Portion of a data file:
################
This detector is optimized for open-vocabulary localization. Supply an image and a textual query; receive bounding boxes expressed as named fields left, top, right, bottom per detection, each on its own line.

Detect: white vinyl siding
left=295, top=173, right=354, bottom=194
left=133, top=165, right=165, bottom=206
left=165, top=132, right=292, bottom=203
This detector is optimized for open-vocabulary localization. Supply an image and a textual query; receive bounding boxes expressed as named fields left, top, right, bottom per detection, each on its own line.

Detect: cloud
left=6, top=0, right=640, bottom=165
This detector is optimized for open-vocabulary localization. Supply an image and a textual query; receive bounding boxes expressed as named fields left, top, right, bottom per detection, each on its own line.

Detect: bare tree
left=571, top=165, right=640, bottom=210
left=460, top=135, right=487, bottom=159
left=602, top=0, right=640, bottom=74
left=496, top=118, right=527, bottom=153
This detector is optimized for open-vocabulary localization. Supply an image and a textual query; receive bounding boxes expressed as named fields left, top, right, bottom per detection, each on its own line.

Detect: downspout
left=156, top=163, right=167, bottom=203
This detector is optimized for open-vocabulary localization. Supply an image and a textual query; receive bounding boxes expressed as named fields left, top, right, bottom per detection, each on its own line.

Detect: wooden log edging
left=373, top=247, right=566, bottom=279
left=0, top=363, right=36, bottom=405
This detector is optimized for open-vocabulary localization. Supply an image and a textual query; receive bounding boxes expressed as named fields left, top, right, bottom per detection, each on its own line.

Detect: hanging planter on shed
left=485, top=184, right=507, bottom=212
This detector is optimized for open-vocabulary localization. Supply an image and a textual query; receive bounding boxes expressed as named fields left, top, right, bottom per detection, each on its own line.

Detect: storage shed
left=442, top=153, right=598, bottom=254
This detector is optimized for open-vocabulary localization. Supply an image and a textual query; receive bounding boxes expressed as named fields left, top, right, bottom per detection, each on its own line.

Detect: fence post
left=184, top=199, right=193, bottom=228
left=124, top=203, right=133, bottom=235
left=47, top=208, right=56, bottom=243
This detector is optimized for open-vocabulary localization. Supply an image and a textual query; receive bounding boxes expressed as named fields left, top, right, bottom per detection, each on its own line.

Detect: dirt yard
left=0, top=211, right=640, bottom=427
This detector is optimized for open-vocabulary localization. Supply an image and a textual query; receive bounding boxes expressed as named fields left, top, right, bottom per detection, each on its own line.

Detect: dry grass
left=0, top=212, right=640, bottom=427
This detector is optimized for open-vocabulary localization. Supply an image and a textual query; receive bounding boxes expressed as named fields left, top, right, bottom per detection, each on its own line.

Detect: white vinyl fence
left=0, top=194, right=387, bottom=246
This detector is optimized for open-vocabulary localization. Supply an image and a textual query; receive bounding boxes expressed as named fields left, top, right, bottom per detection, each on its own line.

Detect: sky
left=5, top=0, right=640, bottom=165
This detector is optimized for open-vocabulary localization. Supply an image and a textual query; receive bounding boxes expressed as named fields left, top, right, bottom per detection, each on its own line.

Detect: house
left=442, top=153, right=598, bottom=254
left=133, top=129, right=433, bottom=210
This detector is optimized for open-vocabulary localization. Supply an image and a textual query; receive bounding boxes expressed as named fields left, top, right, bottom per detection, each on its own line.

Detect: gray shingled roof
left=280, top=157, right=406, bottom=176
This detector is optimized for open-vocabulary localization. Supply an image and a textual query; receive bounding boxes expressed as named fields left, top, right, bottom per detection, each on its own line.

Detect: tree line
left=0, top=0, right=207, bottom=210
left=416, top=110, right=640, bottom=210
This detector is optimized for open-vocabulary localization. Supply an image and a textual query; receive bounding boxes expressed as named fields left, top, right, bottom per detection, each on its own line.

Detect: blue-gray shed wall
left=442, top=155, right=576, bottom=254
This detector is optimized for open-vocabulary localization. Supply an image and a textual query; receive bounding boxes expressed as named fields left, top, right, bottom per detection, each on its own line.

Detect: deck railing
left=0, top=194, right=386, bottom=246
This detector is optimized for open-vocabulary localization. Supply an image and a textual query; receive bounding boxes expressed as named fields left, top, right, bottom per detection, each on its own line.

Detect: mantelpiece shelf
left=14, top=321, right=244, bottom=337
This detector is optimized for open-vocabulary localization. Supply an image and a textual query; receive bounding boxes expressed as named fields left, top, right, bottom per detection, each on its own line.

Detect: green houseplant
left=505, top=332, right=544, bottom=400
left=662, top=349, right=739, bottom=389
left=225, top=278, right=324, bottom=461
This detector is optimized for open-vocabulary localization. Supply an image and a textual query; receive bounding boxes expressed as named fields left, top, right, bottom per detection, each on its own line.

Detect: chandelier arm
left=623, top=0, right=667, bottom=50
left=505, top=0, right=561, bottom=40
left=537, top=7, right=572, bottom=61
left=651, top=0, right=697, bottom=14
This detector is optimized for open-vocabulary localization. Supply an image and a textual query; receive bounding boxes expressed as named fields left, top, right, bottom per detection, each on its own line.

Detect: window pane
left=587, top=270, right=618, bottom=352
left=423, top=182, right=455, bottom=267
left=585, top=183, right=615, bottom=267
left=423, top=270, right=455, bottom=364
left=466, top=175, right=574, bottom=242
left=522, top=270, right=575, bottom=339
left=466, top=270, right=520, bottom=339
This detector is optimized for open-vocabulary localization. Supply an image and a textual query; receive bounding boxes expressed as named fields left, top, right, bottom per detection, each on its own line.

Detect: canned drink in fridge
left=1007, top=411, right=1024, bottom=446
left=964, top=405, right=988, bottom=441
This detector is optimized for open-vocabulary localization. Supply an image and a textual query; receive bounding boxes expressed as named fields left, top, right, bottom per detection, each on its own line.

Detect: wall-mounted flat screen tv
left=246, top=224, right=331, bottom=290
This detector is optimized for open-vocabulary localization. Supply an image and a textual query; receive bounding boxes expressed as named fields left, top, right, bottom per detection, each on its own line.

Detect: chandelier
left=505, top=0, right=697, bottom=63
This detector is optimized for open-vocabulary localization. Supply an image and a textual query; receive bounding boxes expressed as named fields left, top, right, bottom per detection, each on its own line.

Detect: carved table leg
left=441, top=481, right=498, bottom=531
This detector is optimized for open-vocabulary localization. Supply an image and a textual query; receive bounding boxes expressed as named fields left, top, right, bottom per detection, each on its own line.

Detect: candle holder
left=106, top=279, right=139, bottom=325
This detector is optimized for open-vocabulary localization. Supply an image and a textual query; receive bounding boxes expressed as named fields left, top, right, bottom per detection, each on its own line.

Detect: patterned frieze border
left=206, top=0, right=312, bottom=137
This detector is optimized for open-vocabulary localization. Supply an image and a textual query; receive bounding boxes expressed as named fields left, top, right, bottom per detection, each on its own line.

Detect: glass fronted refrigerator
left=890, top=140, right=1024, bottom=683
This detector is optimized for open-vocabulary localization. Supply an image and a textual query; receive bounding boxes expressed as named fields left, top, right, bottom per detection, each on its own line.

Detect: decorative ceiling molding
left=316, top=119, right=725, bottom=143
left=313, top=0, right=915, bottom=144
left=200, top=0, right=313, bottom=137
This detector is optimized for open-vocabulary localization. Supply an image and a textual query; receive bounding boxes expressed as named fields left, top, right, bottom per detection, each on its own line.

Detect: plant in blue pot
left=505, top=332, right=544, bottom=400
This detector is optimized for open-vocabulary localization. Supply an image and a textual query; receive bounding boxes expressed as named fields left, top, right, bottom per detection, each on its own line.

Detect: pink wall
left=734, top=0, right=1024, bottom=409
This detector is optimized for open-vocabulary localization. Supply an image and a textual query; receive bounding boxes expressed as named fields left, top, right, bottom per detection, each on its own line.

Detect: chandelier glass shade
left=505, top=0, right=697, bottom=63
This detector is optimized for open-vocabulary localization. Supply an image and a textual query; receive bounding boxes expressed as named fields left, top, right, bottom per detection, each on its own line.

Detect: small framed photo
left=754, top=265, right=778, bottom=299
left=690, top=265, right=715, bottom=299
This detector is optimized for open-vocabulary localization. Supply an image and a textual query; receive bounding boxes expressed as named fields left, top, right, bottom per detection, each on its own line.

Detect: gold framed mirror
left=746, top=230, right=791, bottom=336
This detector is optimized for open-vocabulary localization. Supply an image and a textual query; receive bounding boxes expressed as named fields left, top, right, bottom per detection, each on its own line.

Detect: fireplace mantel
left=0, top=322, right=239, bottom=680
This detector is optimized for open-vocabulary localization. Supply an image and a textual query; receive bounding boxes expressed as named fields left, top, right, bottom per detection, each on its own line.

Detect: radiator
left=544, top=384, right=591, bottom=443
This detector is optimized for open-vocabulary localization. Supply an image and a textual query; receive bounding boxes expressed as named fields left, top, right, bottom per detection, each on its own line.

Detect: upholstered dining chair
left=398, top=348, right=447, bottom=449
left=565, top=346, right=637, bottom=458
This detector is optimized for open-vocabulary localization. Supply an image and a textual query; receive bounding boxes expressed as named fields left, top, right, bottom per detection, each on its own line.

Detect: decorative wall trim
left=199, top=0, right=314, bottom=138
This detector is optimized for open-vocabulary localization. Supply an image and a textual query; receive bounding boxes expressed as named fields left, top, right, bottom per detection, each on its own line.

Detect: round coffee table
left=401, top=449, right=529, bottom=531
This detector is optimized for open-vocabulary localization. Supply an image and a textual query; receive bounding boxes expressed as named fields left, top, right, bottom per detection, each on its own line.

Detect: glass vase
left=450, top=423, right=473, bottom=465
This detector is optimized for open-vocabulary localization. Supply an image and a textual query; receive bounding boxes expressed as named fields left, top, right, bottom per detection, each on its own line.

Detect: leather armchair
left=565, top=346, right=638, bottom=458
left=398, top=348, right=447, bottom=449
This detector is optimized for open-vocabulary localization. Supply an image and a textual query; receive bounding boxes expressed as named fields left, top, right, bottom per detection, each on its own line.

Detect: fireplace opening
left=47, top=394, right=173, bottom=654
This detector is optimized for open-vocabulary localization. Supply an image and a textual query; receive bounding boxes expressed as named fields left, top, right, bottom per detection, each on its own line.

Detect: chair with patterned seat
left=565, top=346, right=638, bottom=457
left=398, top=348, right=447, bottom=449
################
**SHORT EXERCISE**
Reproduce word for word the lines from the start of the entries through the line containing "left=0, top=363, right=36, bottom=405", including that line.

**WRITTEN ANSWER**
This detector is optimized for open-vocabulary localization. Supply an image and a textual query; receive bounding boxes expressed as named fields left, top, right, bottom per detection, each on its own line.

Detect: white vinyl siding
left=295, top=173, right=354, bottom=194
left=133, top=165, right=165, bottom=206
left=165, top=132, right=292, bottom=203
This detector is optimized for open-vocabulary localization. Supply an image and a textual query; receive bounding boxes expressed as named fields left, top, right, bottom per detection, each on its own line.

Detect: cloud
left=6, top=0, right=640, bottom=165
This detector is optimized for open-vocabulary localization. Supply an image and a textual query; receive bounding boxes expressed as named fields left, top, right, bottom per detection, each on its own line.

Detect: bare tree
left=571, top=165, right=640, bottom=210
left=460, top=135, right=487, bottom=159
left=602, top=0, right=640, bottom=74
left=496, top=118, right=527, bottom=153
This detector is optimized for open-vocabulary localization. Supply an image and a textual query; receive bounding boxes expressed as named fields left, top, right, bottom per detection, each on its own line.

Detect: downspout
left=156, top=163, right=167, bottom=203
This detector is optimized for open-vocabulary localization. Supply an image and a textual query; receive bounding boxes expressed as named fields left, top, right, bottom per detection, each on its own line.

Detect: wooden log edging
left=373, top=247, right=566, bottom=279
left=0, top=363, right=36, bottom=405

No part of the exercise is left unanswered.